### WORK TO COMPLETE
Output every one of the lines below as a two-column CSV with the header row text,answer. Give each line its own row containing its text and its answer, each in a double-quoted field with any line breaks replaced by spaces.

(Region annotation entries)

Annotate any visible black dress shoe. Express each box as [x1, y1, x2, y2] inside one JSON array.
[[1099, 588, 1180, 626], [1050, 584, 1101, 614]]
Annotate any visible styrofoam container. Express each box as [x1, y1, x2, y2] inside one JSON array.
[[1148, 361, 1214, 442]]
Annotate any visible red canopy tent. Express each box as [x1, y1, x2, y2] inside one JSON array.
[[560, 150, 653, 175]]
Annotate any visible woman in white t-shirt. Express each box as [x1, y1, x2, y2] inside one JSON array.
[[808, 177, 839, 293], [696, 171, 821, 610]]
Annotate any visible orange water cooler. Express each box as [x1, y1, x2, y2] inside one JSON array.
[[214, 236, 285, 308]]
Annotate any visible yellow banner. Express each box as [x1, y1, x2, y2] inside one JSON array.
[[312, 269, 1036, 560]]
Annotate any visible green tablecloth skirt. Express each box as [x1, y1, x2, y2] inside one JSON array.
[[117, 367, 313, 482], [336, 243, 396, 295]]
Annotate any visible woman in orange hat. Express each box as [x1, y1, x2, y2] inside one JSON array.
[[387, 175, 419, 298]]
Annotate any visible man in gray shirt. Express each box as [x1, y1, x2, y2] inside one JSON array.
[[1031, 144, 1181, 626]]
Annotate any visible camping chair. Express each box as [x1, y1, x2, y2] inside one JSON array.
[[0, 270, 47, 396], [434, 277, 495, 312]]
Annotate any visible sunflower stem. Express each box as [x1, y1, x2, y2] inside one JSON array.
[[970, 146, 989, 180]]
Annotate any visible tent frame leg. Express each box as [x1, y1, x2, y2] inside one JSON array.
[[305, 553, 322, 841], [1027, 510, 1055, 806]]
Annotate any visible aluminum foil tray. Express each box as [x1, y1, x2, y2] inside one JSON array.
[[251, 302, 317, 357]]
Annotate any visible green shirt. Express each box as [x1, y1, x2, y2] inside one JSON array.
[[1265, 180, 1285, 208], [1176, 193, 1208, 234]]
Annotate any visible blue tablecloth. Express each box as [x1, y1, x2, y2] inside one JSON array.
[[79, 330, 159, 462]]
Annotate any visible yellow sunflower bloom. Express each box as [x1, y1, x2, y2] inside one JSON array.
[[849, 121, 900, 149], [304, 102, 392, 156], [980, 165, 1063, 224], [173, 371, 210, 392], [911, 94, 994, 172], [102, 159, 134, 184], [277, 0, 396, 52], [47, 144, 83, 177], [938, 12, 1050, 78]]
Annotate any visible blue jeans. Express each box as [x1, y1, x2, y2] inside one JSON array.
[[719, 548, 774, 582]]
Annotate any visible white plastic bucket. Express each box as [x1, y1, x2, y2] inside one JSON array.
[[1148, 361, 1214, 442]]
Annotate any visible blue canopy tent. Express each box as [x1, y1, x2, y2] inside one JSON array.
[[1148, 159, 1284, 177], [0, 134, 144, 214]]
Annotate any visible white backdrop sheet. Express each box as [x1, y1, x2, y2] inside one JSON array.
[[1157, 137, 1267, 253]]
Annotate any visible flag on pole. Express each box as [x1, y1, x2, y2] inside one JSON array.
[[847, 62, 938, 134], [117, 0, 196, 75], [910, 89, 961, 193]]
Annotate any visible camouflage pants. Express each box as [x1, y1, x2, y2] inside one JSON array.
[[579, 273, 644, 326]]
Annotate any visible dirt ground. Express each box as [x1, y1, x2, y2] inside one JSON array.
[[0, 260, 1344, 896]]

### OUTPUT OF THE TASK
text,answer
"Annotate any visible black dress shoe. Express each box as [x1, y1, x2, y2] inside one JSON array.","[[1099, 588, 1180, 626], [1050, 584, 1101, 614]]"
"Annotate any visible styrofoam container. Express each box as [x1, y1, x2, y2] inside one JSON array.","[[1148, 361, 1214, 442]]"
"Annotate any visible red canopy tent. Express each box as [x1, y1, x2, y2] inside one JSON array.","[[560, 150, 653, 175]]"
"Annotate any visible woman in white t-shirt. Express each box as [x1, y1, x2, y2] inside one JSON array.","[[808, 177, 839, 293], [696, 171, 821, 610]]"
"Annotate any visible orange water cooler. Express each box as [x1, y1, x2, y2] inside one JSON array.","[[214, 236, 285, 308]]"
"Annotate any visible yellow banner. Express each box as [x1, y1, x2, y2] inside one JSON array.","[[312, 269, 1036, 560]]"
"Annotate any visible green tablecloth skirt. Express each box as [x1, y1, x2, y2] inside one JSON array.","[[117, 367, 313, 482], [336, 243, 396, 295]]"
"Annotate any visible woman in orange hat. Express each box as [x1, y1, x2, y2] inside one JSON array.","[[387, 175, 419, 298]]"
"Annotate any visible man in gray shirt. Express each box as [x1, y1, x2, y2] inside one JSON array.","[[1031, 144, 1181, 626]]"
"Annotate any visible camping chair. Express each box as [x1, y1, x2, y2] inside one JSON array.","[[0, 270, 47, 396], [434, 277, 495, 312]]"
"Annotate any visible sunflower stem. Express each box as [x1, y1, x2, y2] inside one JSON array.","[[970, 146, 989, 180]]"
"Annotate any visible tent frame leg. Express each box as [x1, y1, x2, y2] inside one JSON array.","[[305, 553, 322, 841], [1027, 510, 1055, 806]]"
"Annotate any visible aluminum foil tray. Express each box as [x1, y1, x2, y2] inside one JSON array.","[[251, 302, 317, 357]]"
"Annotate any visible green shirt. Express each box as [x1, y1, x2, y2] inside one JSON array.","[[1265, 180, 1285, 208], [1176, 193, 1208, 234]]"
"Annotate any visible blue tablecloth. Express each box as [x1, y1, x2, y2] inside one JSON array.","[[79, 330, 159, 462]]"
"Annotate any visible yellow sunflower bloom. Express each box as [x1, y1, x2, y2] inside one JSON array.","[[849, 121, 900, 149], [304, 102, 392, 156], [980, 165, 1063, 224], [173, 371, 210, 392], [911, 94, 994, 172], [102, 159, 134, 184], [277, 0, 396, 52], [47, 144, 83, 177], [938, 12, 1050, 78]]"
"Annotate any visible blue jeans. Express each box as [x1, y1, x2, y2] inside one JSON array.","[[719, 548, 774, 582]]"
"Annotate any visible white plastic bucket. Express each box as [x1, y1, x2, y2] inside one JSON array.","[[1148, 361, 1214, 442]]"
"Annotate any visible blue canopy tent. Express each box as [x1, y1, x2, y2] inside one JSON array.","[[1148, 159, 1284, 177], [0, 134, 144, 214]]"
"Annotate any visible white backdrop sheet. Express each box as [x1, y1, x2, y2] inside one JSON array.","[[1157, 137, 1267, 253]]"
"Annotate any visible flag on pole. Express each box as [x1, y1, x2, y2] inside one JSON array.","[[847, 62, 938, 134], [117, 0, 196, 75], [910, 89, 961, 193]]"
"Annotate any visible camouflage pants. Express each box as [x1, y1, x2, y2] inside one JSON array.","[[579, 273, 644, 326]]"
"Annotate any visible dirt ground. Express each box as [x1, y1, x2, y2] inside one JSON array.","[[0, 260, 1344, 896]]"